PASSAGE GIVEN
As Jan required me to add some comment to describe the chunk in init_msix() if not to delete here.
Do you think below is appropriate?

    /*
     * To make sure there's a hole for the MSIX table/PBA in the p2m since
     * init_msix is called after init_header. Here and the calling in another
     * place are not redundant, another is to support dom0 moving BARs.
     */
    spin_lock(&pdev->vpci->lock);
    rc = vpci_make_msix_hole(pdev);
    spin_unlock(&pdev->vpci->lock);

    return rc;
}
REGISTER_VPCI_CAP(MSIX, init_msix, cleanup_msix);

> 
>>      for ( i = 0; i < ARRAY_SIZE(header->bars); i++ )
>>      {
>>          struct vpci_bar *bar = &header->bars[i];
>> @@ -869,7 +856,7 @@ static int vpci_init_ext_capability_list(const struct pci_dev *pdev)
>>      return 0;
>>  }
>>  
>> -static int cf_check init_header(struct pci_dev *pdev)
>> +int vpci_init_header(struct pci_dev *pdev)
>>  {
>>      uint16_t cmd;
>>      uint64_t addr, size;
>> @@ -1065,7 +1052,6 @@ static int cf_check init_header(struct pci_dev *pdev)
>>      pci_conf_write16(pdev->sbdf, PCI_COMMAND, cmd);
>>      return rc;
>>  }
>> -REGISTER_VPCI_INIT(init_header, VPCI_PRIORITY_MIDDLE);
>>  
>>  /*
>>   * Local variables:
>> diff --git a/xen/drivers/vpci/msi.c b/xen/drivers/vpci/msi.c
>> index 66e5a8a116be..c3eba4e14870 100644
>> --- a/xen/drivers/vpci/msi.c
>> +++ b/xen/drivers/vpci/msi.c
>> @@ -270,7 +270,7 @@ static int cf_check init_msi(struct pci_dev *pdev)
>>  
>>      return 0;
>>  }
>> -REGISTER_VPCI_INIT(init_msi, VPCI_PRIORITY_LOW);
>> +REGISTER_VPCI_CAP(MSI, init_msi, NULL);
>>  
>>  void vpci_dump_msi(void)

SUPPLIED RECORDS
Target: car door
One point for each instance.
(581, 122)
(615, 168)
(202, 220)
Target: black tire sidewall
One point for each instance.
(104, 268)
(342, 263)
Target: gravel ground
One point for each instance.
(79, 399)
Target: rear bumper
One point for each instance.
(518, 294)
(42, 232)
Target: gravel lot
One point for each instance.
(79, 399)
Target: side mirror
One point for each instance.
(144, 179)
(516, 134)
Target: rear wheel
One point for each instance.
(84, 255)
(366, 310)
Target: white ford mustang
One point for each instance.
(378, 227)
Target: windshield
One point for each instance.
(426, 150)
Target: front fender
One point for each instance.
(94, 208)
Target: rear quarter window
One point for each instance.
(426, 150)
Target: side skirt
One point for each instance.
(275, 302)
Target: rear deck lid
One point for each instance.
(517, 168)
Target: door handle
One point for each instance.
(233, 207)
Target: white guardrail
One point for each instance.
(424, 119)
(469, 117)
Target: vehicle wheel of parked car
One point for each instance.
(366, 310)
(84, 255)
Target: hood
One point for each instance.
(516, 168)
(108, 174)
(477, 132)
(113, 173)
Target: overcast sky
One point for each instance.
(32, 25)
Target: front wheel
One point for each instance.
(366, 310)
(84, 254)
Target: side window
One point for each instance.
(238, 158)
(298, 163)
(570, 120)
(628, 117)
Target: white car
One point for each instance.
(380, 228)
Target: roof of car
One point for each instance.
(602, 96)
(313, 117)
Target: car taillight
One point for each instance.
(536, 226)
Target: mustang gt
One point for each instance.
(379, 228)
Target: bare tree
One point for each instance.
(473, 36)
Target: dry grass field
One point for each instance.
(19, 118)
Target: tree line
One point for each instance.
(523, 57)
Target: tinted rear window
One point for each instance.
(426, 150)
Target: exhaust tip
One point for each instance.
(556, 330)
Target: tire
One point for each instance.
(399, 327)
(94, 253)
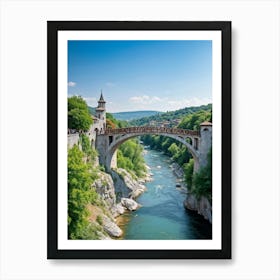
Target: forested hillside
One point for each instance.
(173, 116)
(199, 183)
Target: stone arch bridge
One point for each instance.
(198, 142)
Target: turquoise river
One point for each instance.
(162, 215)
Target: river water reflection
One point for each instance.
(162, 215)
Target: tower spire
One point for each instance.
(101, 96)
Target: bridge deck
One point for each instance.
(151, 129)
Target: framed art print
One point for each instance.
(139, 140)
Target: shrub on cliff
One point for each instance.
(79, 117)
(80, 194)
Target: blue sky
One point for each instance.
(141, 75)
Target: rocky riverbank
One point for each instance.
(200, 205)
(117, 193)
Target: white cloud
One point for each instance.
(71, 84)
(110, 84)
(146, 99)
(146, 102)
(91, 101)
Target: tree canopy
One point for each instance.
(79, 117)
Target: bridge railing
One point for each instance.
(151, 129)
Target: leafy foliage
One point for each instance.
(80, 193)
(188, 170)
(178, 114)
(79, 117)
(86, 147)
(193, 121)
(202, 181)
(130, 157)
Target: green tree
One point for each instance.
(188, 168)
(78, 114)
(80, 193)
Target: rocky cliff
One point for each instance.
(109, 206)
(201, 205)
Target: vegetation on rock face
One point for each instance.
(80, 193)
(86, 147)
(79, 117)
(168, 116)
(199, 183)
(202, 180)
(130, 157)
(130, 153)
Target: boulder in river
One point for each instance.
(111, 228)
(129, 204)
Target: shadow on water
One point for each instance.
(163, 215)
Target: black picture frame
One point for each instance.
(53, 27)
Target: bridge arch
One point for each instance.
(113, 138)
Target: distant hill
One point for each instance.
(91, 110)
(129, 116)
(170, 116)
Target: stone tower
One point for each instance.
(101, 113)
(205, 142)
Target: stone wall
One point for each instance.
(73, 139)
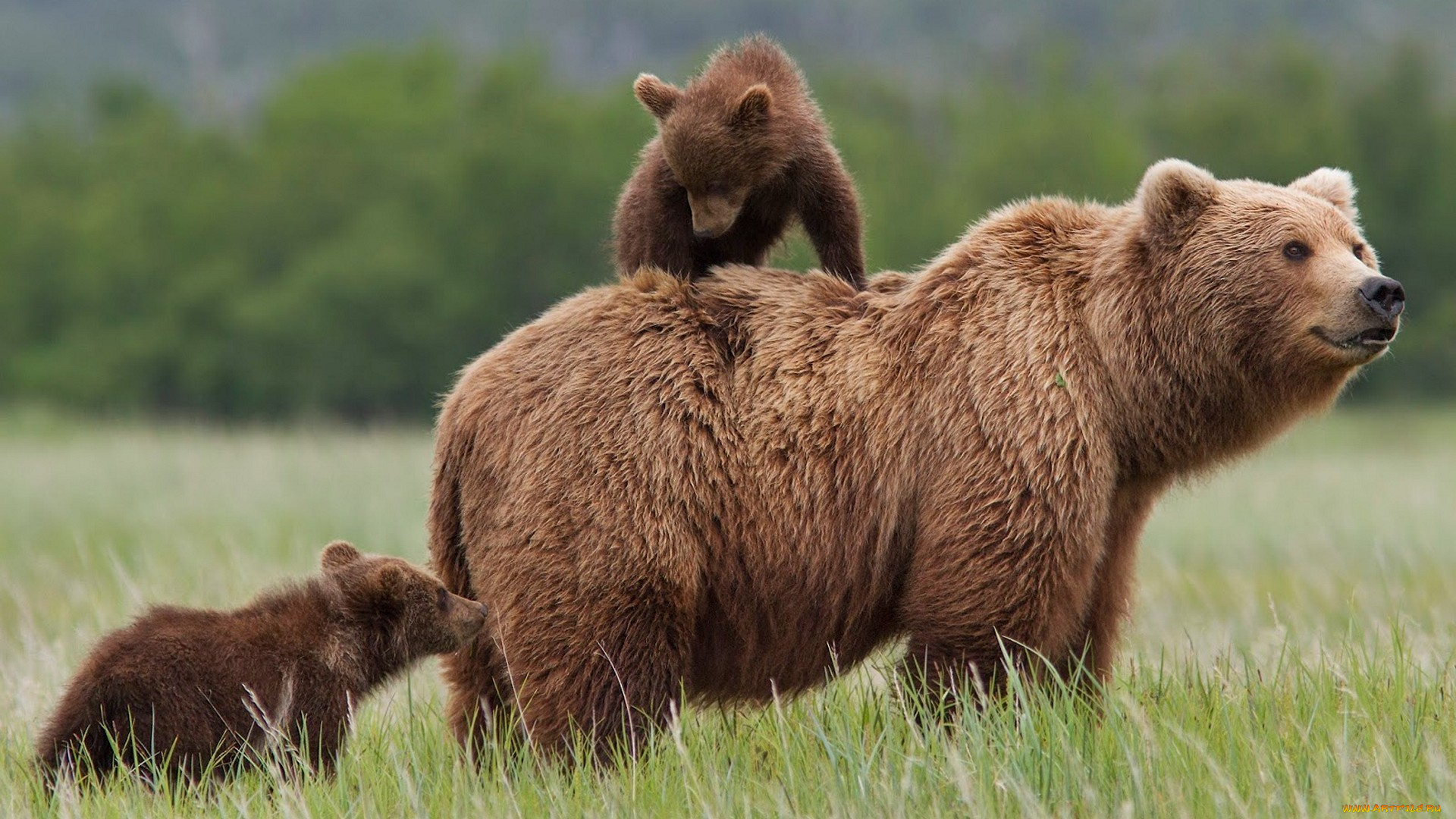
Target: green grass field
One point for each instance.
(1292, 648)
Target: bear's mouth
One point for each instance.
(1370, 340)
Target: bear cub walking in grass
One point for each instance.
(740, 152)
(190, 691)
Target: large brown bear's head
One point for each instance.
(1238, 308)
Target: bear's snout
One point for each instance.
(1383, 297)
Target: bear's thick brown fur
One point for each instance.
(184, 691)
(734, 487)
(740, 152)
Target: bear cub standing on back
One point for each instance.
(190, 691)
(740, 152)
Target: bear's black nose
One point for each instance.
(1385, 297)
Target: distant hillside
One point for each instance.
(221, 55)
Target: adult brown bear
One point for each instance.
(728, 488)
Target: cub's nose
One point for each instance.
(1385, 297)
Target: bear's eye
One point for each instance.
(1296, 251)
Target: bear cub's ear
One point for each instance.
(338, 554)
(655, 95)
(753, 107)
(1332, 186)
(1172, 196)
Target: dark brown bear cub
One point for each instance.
(739, 153)
(187, 691)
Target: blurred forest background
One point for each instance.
(271, 209)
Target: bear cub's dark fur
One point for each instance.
(740, 152)
(184, 691)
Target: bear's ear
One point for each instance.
(753, 107)
(655, 95)
(338, 554)
(1172, 196)
(1332, 186)
(389, 582)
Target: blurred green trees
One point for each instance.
(386, 216)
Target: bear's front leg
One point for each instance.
(613, 672)
(829, 210)
(1094, 649)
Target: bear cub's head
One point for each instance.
(730, 130)
(406, 613)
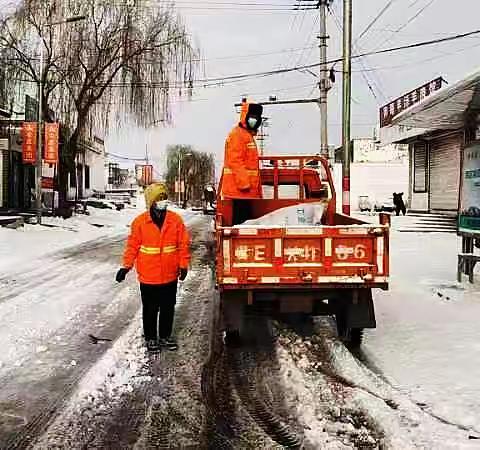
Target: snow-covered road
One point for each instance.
(50, 307)
(47, 314)
(428, 338)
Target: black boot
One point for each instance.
(152, 345)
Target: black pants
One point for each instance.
(158, 298)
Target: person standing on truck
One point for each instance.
(159, 247)
(241, 171)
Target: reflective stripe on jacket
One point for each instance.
(157, 254)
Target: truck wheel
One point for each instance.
(350, 336)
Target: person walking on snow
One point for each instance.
(159, 247)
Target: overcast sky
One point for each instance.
(229, 37)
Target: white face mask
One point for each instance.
(252, 122)
(161, 205)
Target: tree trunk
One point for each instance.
(66, 167)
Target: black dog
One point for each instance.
(399, 203)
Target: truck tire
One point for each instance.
(350, 336)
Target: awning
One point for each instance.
(445, 109)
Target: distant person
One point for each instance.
(159, 247)
(241, 171)
(399, 204)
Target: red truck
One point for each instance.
(328, 269)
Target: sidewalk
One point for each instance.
(427, 341)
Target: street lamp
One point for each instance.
(38, 199)
(180, 160)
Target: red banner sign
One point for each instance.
(388, 112)
(47, 183)
(51, 143)
(29, 142)
(147, 175)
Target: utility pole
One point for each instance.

CHALLENGE
In the code discussion, what new name does the patch give to the function init_header?

REPLY TO THE EXERCISE
vpci_init_header